**WHAT THE EXERCISE ASKS**
Your task is to repeat the records exactly from the line containing "If you could segment every instance of the **green foliage**, I" onward, through the final line.

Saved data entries

--- START ---

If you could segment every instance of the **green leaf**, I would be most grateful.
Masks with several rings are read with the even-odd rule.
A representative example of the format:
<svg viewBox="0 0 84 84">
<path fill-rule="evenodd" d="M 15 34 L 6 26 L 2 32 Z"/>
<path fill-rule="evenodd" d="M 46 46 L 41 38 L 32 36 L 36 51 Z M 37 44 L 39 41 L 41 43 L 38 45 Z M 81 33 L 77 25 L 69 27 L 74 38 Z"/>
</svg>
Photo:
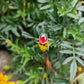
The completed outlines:
<svg viewBox="0 0 84 84">
<path fill-rule="evenodd" d="M 40 22 L 37 26 L 36 26 L 36 31 L 38 32 L 38 34 L 41 34 L 42 32 L 45 31 L 45 24 L 46 22 L 43 21 L 43 22 Z"/>
<path fill-rule="evenodd" d="M 63 44 L 68 44 L 68 45 L 70 45 L 70 44 L 72 44 L 72 43 L 69 42 L 69 41 L 63 41 Z"/>
<path fill-rule="evenodd" d="M 39 3 L 47 3 L 48 0 L 38 0 Z"/>
<path fill-rule="evenodd" d="M 76 57 L 76 60 L 77 60 L 81 65 L 84 66 L 84 61 L 83 61 L 83 60 L 81 60 L 79 57 Z"/>
<path fill-rule="evenodd" d="M 79 52 L 84 52 L 84 48 L 76 48 L 76 50 Z"/>
<path fill-rule="evenodd" d="M 71 50 L 62 50 L 60 53 L 65 53 L 65 54 L 72 54 L 73 52 Z"/>
<path fill-rule="evenodd" d="M 73 59 L 73 57 L 68 57 L 64 60 L 63 64 L 66 64 L 68 62 L 70 62 Z"/>
<path fill-rule="evenodd" d="M 72 13 L 68 13 L 67 16 L 74 18 L 74 19 L 78 19 L 78 16 L 72 14 Z"/>
<path fill-rule="evenodd" d="M 8 32 L 8 31 L 10 31 L 10 30 L 12 30 L 12 29 L 11 29 L 11 26 L 8 25 L 8 26 L 6 26 L 5 28 L 3 28 L 1 32 Z"/>
<path fill-rule="evenodd" d="M 80 6 L 80 7 L 78 8 L 78 10 L 84 11 L 84 6 Z"/>
<path fill-rule="evenodd" d="M 76 60 L 74 59 L 70 67 L 70 81 L 74 79 L 76 72 L 77 72 L 77 63 L 76 63 Z"/>
<path fill-rule="evenodd" d="M 6 26 L 7 26 L 7 24 L 5 24 L 5 23 L 4 24 L 0 24 L 0 30 L 3 29 Z"/>
<path fill-rule="evenodd" d="M 49 84 L 49 80 L 48 80 L 48 78 L 46 78 L 46 84 Z"/>
<path fill-rule="evenodd" d="M 81 24 L 81 23 L 84 23 L 84 18 L 82 17 L 82 18 L 80 18 L 80 20 L 79 20 L 79 22 L 78 22 L 79 24 Z"/>
<path fill-rule="evenodd" d="M 19 33 L 18 33 L 18 31 L 17 31 L 17 28 L 13 28 L 12 30 L 11 30 L 16 36 L 20 36 L 19 35 Z"/>
<path fill-rule="evenodd" d="M 27 45 L 29 46 L 29 45 L 32 45 L 32 44 L 34 44 L 34 42 L 35 42 L 35 40 L 31 40 L 31 41 L 29 41 L 28 43 L 27 43 Z"/>
<path fill-rule="evenodd" d="M 54 81 L 53 81 L 53 79 L 51 79 L 51 84 L 54 84 Z"/>
<path fill-rule="evenodd" d="M 44 78 L 42 79 L 42 84 L 44 84 Z"/>
<path fill-rule="evenodd" d="M 61 44 L 62 46 L 64 46 L 64 47 L 66 47 L 66 48 L 73 48 L 71 45 L 70 45 L 70 43 L 68 43 L 68 42 L 66 42 L 66 41 L 64 41 L 62 44 Z"/>
<path fill-rule="evenodd" d="M 27 25 L 27 27 L 31 27 L 31 26 L 33 26 L 33 24 L 34 24 L 34 23 L 30 23 L 30 24 Z"/>
<path fill-rule="evenodd" d="M 28 73 L 28 72 L 26 72 L 25 74 L 26 74 L 27 76 L 30 76 L 30 75 L 31 75 L 31 73 Z"/>
<path fill-rule="evenodd" d="M 76 52 L 77 55 L 79 56 L 83 56 L 84 57 L 84 53 L 83 52 Z"/>
<path fill-rule="evenodd" d="M 54 81 L 60 82 L 60 83 L 68 83 L 69 81 L 63 78 L 54 78 Z"/>
<path fill-rule="evenodd" d="M 77 3 L 77 1 L 78 1 L 78 0 L 73 0 L 73 1 L 72 1 L 72 6 L 73 6 L 73 7 L 74 7 L 75 4 Z"/>
<path fill-rule="evenodd" d="M 41 7 L 40 10 L 49 9 L 50 7 L 51 7 L 51 5 L 45 5 L 45 6 Z"/>
<path fill-rule="evenodd" d="M 51 23 L 51 25 L 48 25 L 48 27 L 49 27 L 50 31 L 54 31 L 54 32 L 62 29 L 61 26 L 58 26 L 58 25 L 55 25 L 55 24 L 52 24 L 52 23 Z"/>
<path fill-rule="evenodd" d="M 33 81 L 30 81 L 29 84 L 33 84 Z"/>
<path fill-rule="evenodd" d="M 80 45 L 82 45 L 82 44 L 83 44 L 83 42 L 76 42 L 76 43 L 75 43 L 76 46 L 80 46 Z"/>
<path fill-rule="evenodd" d="M 22 32 L 22 36 L 25 38 L 29 38 L 29 39 L 35 39 L 31 34 L 29 34 L 27 32 Z"/>
<path fill-rule="evenodd" d="M 49 18 L 50 18 L 53 22 L 56 22 L 56 19 L 53 17 L 52 14 L 48 13 L 48 16 L 49 16 Z"/>
</svg>

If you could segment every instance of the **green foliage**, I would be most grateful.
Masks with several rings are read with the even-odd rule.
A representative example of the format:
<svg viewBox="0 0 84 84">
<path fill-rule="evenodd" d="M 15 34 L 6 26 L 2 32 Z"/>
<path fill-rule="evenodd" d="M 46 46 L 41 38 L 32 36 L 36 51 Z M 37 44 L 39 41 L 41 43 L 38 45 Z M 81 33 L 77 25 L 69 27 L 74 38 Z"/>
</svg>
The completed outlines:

--- END ---

**TASK RESULT**
If you could segment every instance of the **green foliage**, I would be most grateful.
Masks with several rings are read with the even-odd rule.
A representative example of the format:
<svg viewBox="0 0 84 84">
<path fill-rule="evenodd" d="M 15 34 L 6 26 L 2 32 Z"/>
<path fill-rule="evenodd" d="M 46 46 L 41 38 L 32 36 L 36 51 Z M 37 44 L 39 41 L 41 43 L 38 45 Z M 81 33 L 77 25 L 69 27 L 74 38 Z"/>
</svg>
The completed outlines:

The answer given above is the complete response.